## Passage provided
■ ■ ■

Quality Filtering for LLM Pre-Training: FineWeb-Edu, DCLM, Nemotron-CC, Ultra-FineWeb
Quality Filtering: FineWeb-Edu, DCLM, Ultra-FineWeb
TL;DR
- Classifier-based filtering is the single biggest open-data lever: FineWeb-Edu yields ~10× the MMLU lift of unfiltered FineWeb.
- Two recipes dominate in 2026: (1) train a small classifier on LLM-rated documents (FineWeb-Edu); (2) use fastText classifiers + perplexity (DCLM, Ultra-FineWeb).
- Nemotron-CC pushes the frontier further: 4× more unique real tokens than DCLM, with +5 MMLU / +3.1 ARC-Challenge over Llama 3.1 8B at 15T tokens.
Key facts
| Pipeline | Token output | Filter type | Reference |
|---|---|---|---|
| FineWeb-Edu | 1.3T from FineWeb 15T | Llama-3-70B-rated → linear classifier | Penedo et al., arXiv:2406.17557 |
| DCLM-baseline | 3.8T | fastText + perplexity + heuristic | Li et al., 2024 |
| Nemotron-CC | 6.3T unique | classifier ensemble + synthetic rephrase | Su et al., arXiv:2412.02595 |
| Ultra-FineWeb-en | ~1T | fastText (dim 256, n-gram 3) | Wang et al., 2025 |
How does classifier-based filtering work?

■ ■ ■

## Records
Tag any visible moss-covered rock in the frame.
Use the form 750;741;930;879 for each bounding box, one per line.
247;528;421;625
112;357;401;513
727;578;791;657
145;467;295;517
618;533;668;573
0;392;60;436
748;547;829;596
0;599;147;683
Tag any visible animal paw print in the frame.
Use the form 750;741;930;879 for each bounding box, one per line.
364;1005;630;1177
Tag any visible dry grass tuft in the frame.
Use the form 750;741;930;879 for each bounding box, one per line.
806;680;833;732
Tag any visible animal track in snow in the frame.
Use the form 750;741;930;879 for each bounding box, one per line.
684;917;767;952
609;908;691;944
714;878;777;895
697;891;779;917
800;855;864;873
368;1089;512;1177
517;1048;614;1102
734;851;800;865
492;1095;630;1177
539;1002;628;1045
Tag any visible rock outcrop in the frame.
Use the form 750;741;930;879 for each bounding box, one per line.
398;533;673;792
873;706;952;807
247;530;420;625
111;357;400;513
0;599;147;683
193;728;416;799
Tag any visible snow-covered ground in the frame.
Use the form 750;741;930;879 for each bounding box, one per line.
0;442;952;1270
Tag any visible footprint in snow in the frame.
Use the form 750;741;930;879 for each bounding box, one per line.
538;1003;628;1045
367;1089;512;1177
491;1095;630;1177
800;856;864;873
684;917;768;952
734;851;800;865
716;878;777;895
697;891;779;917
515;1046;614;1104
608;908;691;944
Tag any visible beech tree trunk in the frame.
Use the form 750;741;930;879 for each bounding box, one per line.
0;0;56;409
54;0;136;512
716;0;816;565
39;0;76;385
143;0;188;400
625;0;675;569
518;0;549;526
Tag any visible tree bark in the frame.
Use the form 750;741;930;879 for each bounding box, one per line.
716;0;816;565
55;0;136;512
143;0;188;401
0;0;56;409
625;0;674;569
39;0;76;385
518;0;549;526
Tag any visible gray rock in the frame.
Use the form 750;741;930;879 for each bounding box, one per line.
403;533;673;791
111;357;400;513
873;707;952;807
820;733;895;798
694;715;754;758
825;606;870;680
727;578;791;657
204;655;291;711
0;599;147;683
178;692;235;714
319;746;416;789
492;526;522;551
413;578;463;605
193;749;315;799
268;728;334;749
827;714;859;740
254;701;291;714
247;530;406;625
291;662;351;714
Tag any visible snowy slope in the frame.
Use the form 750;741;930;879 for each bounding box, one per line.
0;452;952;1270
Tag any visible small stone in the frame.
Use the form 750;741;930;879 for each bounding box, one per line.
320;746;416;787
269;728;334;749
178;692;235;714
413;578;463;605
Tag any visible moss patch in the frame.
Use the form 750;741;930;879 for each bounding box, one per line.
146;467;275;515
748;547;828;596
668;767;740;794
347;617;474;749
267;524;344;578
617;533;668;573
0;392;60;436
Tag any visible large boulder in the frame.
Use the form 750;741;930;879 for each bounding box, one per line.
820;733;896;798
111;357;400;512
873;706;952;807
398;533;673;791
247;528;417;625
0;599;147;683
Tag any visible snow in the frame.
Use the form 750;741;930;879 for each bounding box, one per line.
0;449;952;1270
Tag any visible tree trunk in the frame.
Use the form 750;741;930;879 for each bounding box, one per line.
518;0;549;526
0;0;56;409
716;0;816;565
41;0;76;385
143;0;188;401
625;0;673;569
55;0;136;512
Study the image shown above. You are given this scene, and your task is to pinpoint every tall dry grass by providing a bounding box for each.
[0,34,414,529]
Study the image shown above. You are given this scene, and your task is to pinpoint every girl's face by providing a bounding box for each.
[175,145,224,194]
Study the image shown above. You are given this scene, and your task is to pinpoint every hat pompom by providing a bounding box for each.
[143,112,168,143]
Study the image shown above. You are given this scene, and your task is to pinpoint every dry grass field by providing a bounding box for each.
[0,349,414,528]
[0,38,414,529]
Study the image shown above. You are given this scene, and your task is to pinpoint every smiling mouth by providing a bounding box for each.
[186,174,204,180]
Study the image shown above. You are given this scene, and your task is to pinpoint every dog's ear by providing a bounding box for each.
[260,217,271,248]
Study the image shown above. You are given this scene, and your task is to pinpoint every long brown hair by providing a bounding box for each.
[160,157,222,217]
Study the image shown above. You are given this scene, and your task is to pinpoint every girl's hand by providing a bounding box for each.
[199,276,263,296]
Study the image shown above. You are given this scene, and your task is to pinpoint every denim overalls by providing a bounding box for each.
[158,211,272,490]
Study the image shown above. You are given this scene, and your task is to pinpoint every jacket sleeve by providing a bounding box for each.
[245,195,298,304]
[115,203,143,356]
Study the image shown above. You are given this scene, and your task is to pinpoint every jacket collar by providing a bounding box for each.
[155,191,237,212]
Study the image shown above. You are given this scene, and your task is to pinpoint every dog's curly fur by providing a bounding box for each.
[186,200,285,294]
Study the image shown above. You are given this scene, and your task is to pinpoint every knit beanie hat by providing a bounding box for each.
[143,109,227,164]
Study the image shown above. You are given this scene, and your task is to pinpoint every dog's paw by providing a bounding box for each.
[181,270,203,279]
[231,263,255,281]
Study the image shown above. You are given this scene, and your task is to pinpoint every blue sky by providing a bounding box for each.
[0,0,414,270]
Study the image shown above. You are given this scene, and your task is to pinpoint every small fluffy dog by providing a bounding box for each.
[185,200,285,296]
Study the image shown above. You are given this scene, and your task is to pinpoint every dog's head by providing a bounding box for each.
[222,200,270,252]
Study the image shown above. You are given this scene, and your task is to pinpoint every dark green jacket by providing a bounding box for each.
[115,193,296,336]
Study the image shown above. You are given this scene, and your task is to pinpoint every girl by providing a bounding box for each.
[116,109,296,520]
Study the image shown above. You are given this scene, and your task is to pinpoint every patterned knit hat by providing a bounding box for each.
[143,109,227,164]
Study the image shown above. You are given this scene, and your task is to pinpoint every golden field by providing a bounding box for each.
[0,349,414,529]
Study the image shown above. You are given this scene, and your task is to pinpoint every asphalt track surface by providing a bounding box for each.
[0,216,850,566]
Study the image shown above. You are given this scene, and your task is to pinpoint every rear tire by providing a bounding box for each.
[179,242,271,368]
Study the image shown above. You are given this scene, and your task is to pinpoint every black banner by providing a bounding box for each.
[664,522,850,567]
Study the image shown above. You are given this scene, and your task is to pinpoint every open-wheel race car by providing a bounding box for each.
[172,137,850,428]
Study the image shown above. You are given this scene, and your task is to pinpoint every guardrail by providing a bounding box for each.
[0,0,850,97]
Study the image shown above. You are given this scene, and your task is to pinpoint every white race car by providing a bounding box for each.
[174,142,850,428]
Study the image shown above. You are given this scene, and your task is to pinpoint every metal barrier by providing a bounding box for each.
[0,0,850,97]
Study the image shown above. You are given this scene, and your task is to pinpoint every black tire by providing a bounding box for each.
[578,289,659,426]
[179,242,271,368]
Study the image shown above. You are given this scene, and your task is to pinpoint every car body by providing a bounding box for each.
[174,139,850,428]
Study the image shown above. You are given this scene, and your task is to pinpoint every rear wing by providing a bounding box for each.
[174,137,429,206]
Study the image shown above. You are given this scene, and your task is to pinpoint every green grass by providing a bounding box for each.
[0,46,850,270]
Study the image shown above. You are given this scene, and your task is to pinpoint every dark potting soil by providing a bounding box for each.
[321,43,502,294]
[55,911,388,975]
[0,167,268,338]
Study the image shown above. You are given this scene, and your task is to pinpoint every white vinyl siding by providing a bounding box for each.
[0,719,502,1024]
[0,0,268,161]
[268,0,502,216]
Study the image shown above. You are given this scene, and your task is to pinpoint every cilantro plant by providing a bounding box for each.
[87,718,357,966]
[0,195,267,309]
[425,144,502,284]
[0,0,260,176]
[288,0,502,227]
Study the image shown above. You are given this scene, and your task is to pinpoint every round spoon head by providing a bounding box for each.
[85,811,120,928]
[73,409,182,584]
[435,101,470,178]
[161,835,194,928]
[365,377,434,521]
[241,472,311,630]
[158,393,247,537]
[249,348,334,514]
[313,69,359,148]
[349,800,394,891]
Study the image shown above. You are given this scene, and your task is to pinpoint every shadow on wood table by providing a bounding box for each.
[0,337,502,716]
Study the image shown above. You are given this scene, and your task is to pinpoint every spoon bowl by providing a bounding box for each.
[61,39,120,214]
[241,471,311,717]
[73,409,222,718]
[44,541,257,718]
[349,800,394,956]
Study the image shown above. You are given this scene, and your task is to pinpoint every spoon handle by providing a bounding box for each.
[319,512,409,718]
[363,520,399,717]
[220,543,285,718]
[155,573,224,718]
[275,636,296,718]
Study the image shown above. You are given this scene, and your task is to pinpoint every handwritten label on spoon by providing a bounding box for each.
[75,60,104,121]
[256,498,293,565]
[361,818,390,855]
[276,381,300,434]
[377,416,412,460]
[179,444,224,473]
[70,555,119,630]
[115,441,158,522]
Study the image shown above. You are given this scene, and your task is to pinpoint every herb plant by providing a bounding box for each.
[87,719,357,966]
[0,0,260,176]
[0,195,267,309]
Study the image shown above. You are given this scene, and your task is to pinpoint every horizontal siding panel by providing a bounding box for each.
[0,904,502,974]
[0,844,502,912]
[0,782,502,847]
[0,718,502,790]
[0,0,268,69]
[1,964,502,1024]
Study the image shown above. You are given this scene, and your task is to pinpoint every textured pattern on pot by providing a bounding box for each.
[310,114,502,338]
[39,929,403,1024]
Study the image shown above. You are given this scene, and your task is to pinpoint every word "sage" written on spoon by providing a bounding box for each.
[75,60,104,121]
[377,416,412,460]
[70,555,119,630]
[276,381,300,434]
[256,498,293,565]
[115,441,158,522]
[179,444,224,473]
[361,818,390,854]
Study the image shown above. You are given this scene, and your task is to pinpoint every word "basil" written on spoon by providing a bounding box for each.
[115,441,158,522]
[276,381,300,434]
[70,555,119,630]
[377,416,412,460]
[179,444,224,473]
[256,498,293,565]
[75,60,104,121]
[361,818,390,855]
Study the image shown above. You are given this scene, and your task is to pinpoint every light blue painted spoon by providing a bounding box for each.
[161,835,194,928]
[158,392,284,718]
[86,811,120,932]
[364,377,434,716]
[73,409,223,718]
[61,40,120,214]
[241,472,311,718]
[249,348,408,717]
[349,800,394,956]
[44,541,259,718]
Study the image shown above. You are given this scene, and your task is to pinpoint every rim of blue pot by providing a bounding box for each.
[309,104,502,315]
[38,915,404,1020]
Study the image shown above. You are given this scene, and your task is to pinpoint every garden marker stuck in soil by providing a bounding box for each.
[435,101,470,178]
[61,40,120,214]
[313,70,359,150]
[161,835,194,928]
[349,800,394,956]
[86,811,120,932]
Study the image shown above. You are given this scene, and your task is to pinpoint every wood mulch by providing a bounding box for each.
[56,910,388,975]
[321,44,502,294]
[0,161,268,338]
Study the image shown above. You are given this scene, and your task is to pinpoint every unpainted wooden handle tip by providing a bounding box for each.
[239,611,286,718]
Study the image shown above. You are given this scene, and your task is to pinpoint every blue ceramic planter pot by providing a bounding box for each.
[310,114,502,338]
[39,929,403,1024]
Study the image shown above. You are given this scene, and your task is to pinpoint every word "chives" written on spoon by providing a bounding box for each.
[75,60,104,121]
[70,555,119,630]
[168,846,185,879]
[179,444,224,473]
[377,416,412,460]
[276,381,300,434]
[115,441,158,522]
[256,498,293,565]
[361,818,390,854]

■ ■ ■

## What you will do
Write the next section of the text on quality filtering for LLM pre-training, picking up directly after its final heading, "How does classifier-based filtering work?"

## Task result
- Take ~500K documents from your corpus.
- Score each with a strong LLM (FineWeb-Edu uses Llama-3-70B-Instruct rating 0–5 on "educational value").
- Train a small classifier (FineWeb-Edu: linear head on Snowflake-arctic-embed-m embeddings).
- Apply to your full corpus. Cost: 6,000 H100-hours for 15T tokens.
Why does it work?
FineWeb-Edu's threshold = 3 keeps ~8.7% of tokens but lifts MMLU by ~3 points and ARC by ~5 points vs full FineWeb.